>> begin

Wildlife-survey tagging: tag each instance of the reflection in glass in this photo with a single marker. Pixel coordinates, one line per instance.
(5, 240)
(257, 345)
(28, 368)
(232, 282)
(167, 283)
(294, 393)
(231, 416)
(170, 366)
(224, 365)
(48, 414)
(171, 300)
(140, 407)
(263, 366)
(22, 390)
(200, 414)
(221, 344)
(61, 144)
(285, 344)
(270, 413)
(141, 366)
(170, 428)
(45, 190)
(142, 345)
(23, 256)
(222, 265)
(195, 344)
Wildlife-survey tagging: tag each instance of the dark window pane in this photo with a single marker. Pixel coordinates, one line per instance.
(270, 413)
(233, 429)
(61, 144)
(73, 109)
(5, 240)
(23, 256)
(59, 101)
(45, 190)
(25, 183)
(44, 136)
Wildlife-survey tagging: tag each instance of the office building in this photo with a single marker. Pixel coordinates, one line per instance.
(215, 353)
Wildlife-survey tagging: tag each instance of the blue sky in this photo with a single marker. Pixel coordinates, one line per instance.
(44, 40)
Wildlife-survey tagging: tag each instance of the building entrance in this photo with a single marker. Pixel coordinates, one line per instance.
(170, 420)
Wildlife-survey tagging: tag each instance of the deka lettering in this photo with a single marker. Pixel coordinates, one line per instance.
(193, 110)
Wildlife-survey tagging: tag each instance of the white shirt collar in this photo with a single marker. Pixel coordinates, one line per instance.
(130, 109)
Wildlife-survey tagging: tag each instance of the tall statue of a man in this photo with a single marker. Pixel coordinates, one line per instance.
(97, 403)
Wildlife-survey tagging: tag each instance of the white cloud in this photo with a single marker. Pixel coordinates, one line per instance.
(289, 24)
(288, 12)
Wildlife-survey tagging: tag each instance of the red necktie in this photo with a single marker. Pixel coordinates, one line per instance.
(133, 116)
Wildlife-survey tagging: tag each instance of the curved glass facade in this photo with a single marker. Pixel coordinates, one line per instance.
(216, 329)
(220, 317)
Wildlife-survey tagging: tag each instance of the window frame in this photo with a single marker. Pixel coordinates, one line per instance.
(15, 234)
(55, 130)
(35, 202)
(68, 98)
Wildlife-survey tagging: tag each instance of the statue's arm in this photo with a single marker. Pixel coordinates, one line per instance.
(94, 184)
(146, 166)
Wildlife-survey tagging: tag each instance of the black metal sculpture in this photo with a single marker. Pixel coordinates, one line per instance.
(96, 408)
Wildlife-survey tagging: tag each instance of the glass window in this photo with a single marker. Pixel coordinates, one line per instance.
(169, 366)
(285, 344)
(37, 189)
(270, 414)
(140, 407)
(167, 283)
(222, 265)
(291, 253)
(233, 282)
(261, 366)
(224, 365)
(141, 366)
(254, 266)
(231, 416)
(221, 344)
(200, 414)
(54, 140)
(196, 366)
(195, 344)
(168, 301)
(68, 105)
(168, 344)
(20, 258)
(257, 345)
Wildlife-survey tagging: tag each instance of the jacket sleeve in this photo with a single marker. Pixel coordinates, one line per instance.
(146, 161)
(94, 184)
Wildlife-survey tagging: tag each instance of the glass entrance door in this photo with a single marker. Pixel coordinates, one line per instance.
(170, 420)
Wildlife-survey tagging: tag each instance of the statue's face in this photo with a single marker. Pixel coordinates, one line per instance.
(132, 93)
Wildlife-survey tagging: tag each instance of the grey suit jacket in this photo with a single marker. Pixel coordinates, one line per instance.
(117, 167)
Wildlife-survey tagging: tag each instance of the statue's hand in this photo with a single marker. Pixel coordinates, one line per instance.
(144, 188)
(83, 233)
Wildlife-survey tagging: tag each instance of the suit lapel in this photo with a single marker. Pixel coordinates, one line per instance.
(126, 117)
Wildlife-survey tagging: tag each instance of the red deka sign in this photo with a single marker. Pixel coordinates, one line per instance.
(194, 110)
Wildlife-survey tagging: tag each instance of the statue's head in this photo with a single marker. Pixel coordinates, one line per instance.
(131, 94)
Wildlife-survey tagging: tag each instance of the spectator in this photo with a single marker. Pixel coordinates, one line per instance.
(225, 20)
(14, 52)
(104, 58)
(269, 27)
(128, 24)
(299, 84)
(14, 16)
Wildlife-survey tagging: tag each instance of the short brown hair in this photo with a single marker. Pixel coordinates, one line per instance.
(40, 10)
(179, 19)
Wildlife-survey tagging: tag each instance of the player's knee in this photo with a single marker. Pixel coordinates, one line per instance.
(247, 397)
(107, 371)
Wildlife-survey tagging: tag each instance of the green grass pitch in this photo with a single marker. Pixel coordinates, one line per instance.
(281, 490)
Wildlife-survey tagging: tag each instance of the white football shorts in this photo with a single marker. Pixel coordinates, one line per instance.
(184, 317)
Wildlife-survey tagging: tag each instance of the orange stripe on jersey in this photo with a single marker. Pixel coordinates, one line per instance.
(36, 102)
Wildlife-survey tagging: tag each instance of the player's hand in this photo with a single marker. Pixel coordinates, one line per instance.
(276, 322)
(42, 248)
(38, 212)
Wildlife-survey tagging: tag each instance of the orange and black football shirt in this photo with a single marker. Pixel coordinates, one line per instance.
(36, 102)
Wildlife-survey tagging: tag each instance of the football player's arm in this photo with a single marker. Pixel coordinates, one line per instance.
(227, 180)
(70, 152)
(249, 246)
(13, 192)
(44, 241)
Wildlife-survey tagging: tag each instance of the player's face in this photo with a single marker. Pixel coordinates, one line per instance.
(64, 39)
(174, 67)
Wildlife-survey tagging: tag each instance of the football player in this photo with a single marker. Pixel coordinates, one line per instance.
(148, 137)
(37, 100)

>> end
>> begin

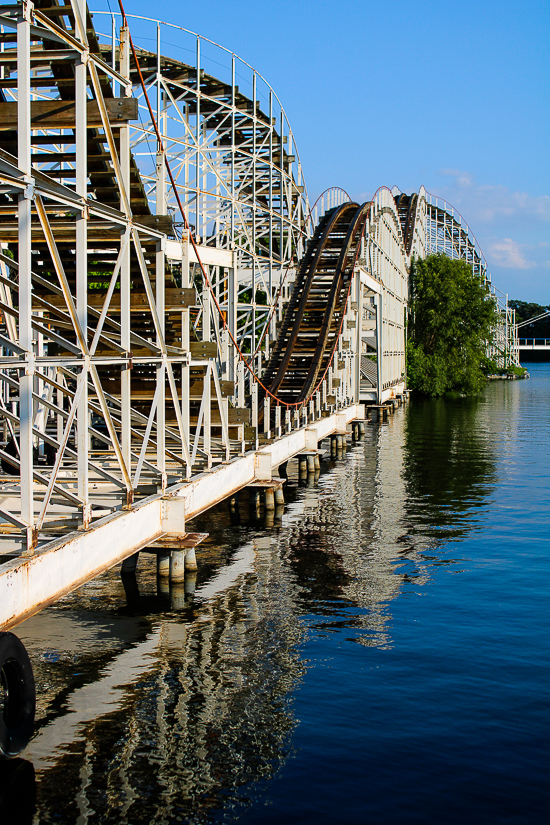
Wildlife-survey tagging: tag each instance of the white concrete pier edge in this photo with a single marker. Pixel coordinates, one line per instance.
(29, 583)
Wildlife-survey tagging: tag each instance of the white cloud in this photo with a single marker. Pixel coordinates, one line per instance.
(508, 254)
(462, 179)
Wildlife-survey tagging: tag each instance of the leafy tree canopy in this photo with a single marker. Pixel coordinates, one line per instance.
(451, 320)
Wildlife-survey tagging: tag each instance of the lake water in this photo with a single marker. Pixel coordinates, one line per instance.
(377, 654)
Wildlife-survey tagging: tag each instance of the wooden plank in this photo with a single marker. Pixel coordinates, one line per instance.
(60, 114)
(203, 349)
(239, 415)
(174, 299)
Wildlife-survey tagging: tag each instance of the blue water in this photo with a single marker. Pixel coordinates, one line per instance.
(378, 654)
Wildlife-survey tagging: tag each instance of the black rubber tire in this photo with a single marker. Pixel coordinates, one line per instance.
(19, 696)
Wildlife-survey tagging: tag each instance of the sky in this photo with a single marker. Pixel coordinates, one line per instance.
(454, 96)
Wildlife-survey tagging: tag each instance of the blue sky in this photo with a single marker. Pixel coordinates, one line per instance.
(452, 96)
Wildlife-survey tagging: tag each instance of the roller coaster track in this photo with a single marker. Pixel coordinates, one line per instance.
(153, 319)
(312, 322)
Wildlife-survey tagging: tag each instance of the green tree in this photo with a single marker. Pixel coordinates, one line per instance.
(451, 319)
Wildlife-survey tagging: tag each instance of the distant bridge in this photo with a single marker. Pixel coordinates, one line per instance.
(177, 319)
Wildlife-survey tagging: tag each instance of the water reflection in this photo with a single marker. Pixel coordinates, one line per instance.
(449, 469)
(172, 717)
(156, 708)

>> end

DO THIS: Locate each line in the entries above that contains the string "orange" and copy it. Matching is case-sensitive.

SOLVED EXERCISE:
Wildlife-survey tagging: tag each instance of the orange stripe on jersey in this photo with a single marker. Pixel coordinates, one line per instance.
Wildlife-survey tagging: tag each instance of the orange and black football shirt in this photo with a single marker. Pixel coordinates, one line per instance.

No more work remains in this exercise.